■ **Exercise inputs**:
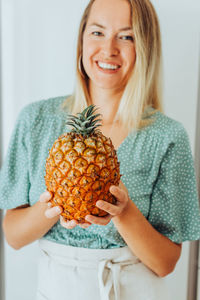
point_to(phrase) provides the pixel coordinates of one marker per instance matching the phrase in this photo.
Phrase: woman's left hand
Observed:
(121, 194)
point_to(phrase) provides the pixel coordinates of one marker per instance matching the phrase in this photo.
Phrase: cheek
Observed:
(88, 51)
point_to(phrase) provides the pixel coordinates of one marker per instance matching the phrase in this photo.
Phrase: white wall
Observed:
(39, 39)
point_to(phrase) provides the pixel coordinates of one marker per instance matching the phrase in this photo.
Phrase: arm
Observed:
(25, 224)
(156, 251)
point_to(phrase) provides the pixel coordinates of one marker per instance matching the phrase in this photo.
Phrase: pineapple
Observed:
(81, 167)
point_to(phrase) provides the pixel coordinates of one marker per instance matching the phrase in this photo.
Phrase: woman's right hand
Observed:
(54, 211)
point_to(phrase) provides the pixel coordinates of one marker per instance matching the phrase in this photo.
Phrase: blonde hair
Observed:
(144, 87)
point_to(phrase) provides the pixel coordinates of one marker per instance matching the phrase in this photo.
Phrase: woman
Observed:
(139, 241)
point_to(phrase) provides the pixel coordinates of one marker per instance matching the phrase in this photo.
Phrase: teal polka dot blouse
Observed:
(156, 164)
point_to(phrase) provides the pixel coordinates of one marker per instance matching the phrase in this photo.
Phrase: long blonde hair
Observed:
(144, 87)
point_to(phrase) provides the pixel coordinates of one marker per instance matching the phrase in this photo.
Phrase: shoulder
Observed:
(166, 129)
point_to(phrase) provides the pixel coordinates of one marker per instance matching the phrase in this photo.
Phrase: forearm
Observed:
(22, 226)
(155, 250)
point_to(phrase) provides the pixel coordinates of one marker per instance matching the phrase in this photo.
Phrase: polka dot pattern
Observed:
(156, 166)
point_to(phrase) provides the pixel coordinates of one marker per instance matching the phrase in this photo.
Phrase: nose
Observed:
(110, 47)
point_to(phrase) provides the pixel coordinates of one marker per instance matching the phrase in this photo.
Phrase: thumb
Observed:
(118, 192)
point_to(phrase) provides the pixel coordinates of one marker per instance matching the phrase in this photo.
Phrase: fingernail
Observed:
(57, 209)
(99, 203)
(47, 194)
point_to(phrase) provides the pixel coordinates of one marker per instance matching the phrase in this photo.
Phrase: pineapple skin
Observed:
(79, 172)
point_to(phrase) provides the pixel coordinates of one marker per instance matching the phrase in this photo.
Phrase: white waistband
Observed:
(101, 259)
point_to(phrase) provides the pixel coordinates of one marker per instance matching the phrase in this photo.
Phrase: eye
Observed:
(127, 38)
(97, 33)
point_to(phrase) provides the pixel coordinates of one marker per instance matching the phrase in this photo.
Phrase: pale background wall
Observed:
(39, 39)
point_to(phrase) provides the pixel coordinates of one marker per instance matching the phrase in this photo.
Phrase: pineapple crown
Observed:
(86, 122)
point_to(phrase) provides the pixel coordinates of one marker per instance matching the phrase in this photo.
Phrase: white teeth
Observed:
(107, 66)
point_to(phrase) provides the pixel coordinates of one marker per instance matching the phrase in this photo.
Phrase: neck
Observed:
(107, 101)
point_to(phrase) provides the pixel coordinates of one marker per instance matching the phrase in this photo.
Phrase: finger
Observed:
(98, 220)
(53, 212)
(68, 224)
(84, 225)
(45, 197)
(112, 209)
(119, 193)
(49, 204)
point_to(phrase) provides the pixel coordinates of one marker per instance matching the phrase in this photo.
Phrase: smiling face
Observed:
(108, 45)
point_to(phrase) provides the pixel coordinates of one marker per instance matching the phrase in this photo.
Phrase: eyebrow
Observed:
(103, 27)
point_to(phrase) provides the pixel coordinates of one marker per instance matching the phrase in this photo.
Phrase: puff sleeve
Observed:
(14, 174)
(174, 207)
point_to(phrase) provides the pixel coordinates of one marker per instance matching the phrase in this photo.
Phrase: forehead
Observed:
(110, 12)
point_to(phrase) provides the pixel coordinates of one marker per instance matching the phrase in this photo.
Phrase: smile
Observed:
(106, 66)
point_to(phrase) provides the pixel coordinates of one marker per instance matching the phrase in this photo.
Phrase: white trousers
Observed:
(74, 273)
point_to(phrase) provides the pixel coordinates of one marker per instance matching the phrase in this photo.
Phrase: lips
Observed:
(108, 67)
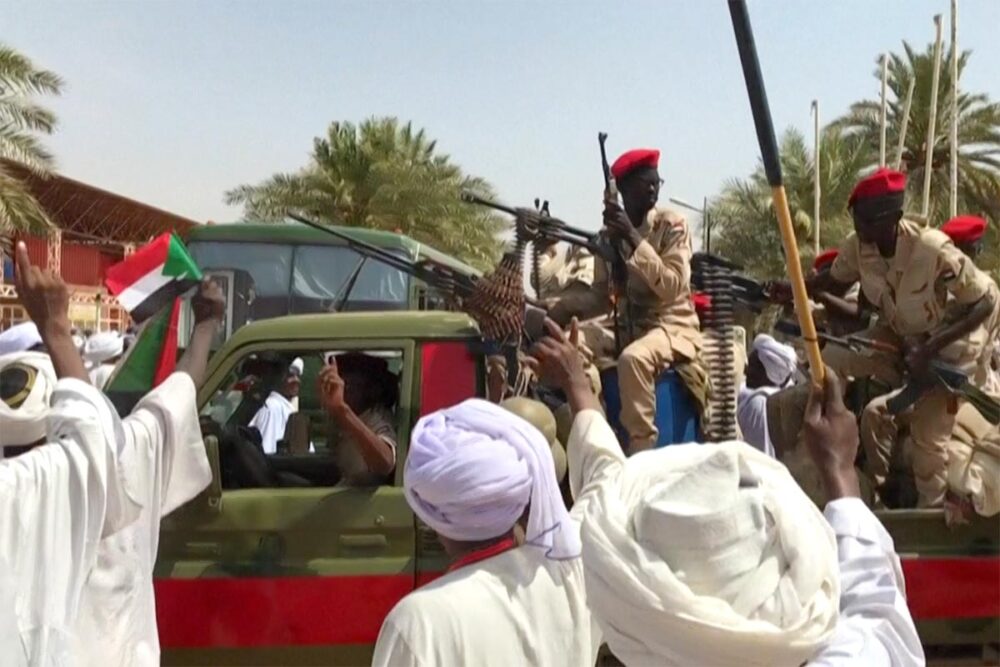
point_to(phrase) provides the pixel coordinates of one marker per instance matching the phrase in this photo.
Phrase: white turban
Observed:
(26, 383)
(102, 346)
(472, 470)
(19, 338)
(709, 555)
(779, 359)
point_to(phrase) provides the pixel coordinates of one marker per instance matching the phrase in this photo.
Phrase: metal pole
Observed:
(954, 109)
(882, 116)
(906, 123)
(929, 150)
(706, 221)
(816, 175)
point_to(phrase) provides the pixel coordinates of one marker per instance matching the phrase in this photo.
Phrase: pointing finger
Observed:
(554, 330)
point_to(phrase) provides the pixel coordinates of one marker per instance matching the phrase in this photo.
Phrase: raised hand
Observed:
(831, 433)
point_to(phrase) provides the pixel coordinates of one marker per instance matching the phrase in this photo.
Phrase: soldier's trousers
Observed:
(638, 367)
(931, 424)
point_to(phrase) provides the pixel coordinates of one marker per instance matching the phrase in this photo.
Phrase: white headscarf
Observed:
(23, 414)
(709, 555)
(779, 359)
(473, 468)
(102, 346)
(19, 338)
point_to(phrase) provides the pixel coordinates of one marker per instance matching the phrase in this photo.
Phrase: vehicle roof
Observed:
(291, 232)
(390, 324)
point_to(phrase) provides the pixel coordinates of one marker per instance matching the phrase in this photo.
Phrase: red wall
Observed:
(81, 264)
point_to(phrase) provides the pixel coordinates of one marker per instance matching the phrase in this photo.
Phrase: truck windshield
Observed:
(294, 279)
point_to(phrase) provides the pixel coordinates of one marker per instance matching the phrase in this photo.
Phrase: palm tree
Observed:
(382, 175)
(978, 138)
(21, 120)
(745, 228)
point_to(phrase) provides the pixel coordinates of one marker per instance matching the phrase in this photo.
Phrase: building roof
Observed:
(92, 212)
(293, 233)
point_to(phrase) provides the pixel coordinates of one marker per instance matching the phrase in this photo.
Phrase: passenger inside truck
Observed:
(353, 445)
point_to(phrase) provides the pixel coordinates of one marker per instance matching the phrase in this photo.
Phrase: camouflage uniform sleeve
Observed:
(845, 267)
(669, 271)
(956, 272)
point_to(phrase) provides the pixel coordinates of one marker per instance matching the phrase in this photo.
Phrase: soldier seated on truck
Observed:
(656, 244)
(933, 304)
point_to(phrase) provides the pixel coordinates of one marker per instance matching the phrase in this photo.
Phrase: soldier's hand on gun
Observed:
(557, 361)
(831, 434)
(209, 303)
(917, 357)
(42, 293)
(331, 388)
(619, 227)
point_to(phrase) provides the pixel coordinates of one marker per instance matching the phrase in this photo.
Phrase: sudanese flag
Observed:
(151, 278)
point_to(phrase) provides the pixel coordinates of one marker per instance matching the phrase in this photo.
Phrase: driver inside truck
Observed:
(359, 392)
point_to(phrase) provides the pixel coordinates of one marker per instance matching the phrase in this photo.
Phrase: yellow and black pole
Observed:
(772, 168)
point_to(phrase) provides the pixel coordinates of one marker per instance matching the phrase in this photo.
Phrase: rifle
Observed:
(745, 291)
(466, 290)
(619, 269)
(955, 382)
(854, 342)
(442, 277)
(532, 225)
(940, 374)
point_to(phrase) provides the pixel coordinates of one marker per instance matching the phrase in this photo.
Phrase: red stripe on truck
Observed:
(940, 588)
(280, 611)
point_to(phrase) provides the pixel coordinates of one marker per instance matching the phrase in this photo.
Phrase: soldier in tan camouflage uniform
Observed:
(934, 303)
(658, 248)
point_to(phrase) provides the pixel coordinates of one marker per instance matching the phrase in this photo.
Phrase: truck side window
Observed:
(275, 432)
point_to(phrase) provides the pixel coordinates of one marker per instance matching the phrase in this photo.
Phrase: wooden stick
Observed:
(953, 199)
(772, 167)
(904, 126)
(817, 194)
(929, 159)
(882, 114)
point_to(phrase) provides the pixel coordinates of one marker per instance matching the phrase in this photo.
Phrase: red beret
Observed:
(701, 301)
(825, 258)
(965, 228)
(632, 160)
(884, 181)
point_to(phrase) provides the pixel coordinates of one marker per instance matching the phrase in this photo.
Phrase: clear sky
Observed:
(174, 102)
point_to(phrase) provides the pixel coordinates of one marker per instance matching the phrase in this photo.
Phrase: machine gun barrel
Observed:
(536, 225)
(436, 275)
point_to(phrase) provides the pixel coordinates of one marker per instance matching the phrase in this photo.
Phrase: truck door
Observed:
(278, 563)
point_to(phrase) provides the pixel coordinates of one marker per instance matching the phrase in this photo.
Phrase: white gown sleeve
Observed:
(593, 451)
(875, 626)
(163, 446)
(55, 504)
(268, 421)
(392, 649)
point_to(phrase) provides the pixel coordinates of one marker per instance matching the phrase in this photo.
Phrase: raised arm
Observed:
(593, 450)
(875, 626)
(209, 308)
(669, 271)
(46, 298)
(378, 454)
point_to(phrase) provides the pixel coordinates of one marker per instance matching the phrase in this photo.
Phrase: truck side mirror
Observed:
(213, 494)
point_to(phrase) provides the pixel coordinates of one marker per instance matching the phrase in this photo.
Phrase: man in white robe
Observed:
(58, 499)
(272, 418)
(712, 555)
(470, 473)
(20, 338)
(770, 367)
(162, 453)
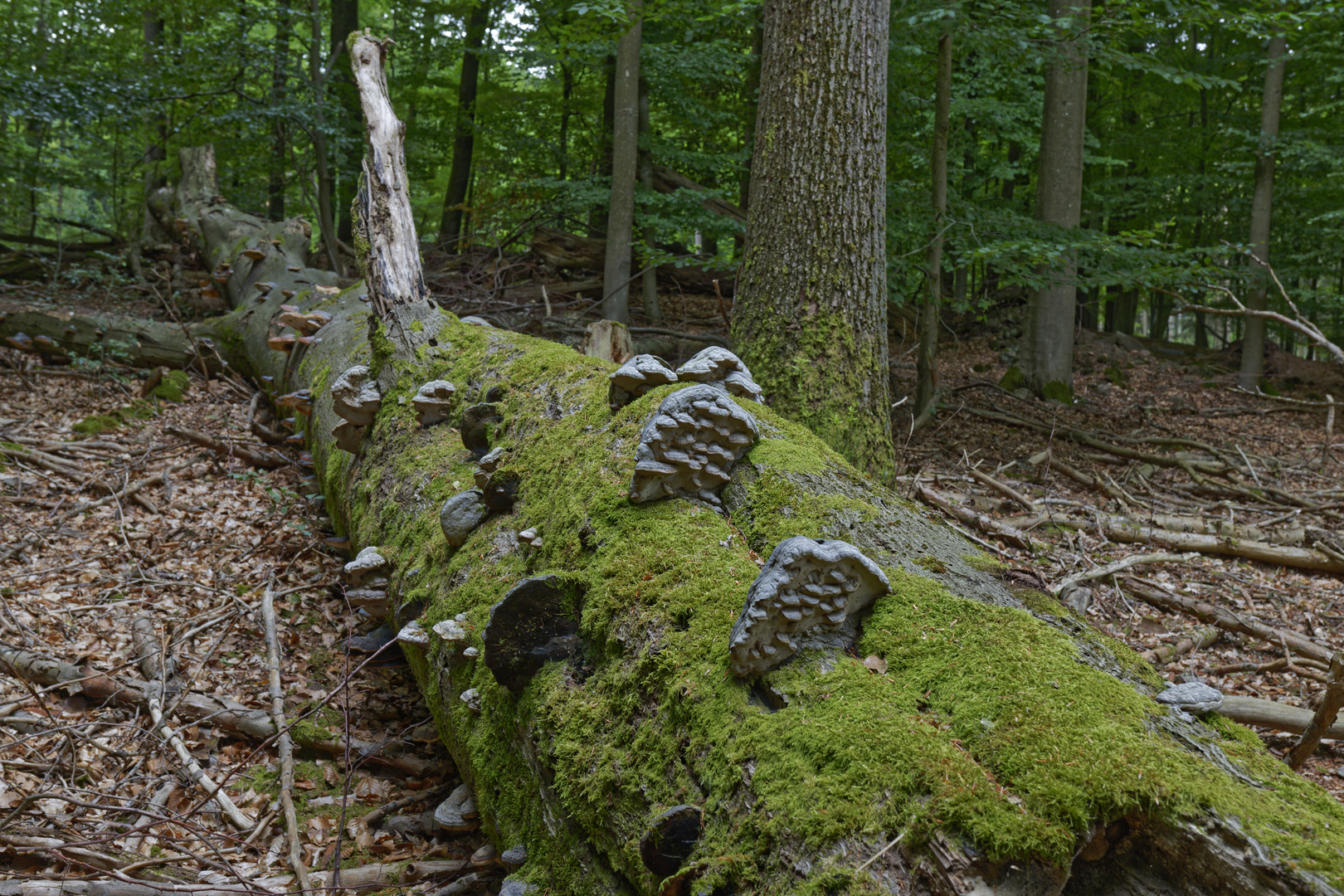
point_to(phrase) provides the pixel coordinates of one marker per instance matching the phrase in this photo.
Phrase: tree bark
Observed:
(464, 134)
(279, 129)
(650, 277)
(626, 148)
(1262, 201)
(926, 360)
(811, 317)
(350, 125)
(1046, 358)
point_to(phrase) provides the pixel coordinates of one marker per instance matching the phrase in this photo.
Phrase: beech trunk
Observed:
(811, 316)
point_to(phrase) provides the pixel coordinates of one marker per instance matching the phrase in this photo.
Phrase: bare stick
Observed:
(285, 744)
(195, 772)
(1101, 572)
(1331, 703)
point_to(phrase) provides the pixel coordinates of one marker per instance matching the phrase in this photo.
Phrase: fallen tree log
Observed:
(1008, 744)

■ **Your instructions**: Within this data, count the lines that include the string "wall" and write the number with nothing else.

■ **Task output**: 3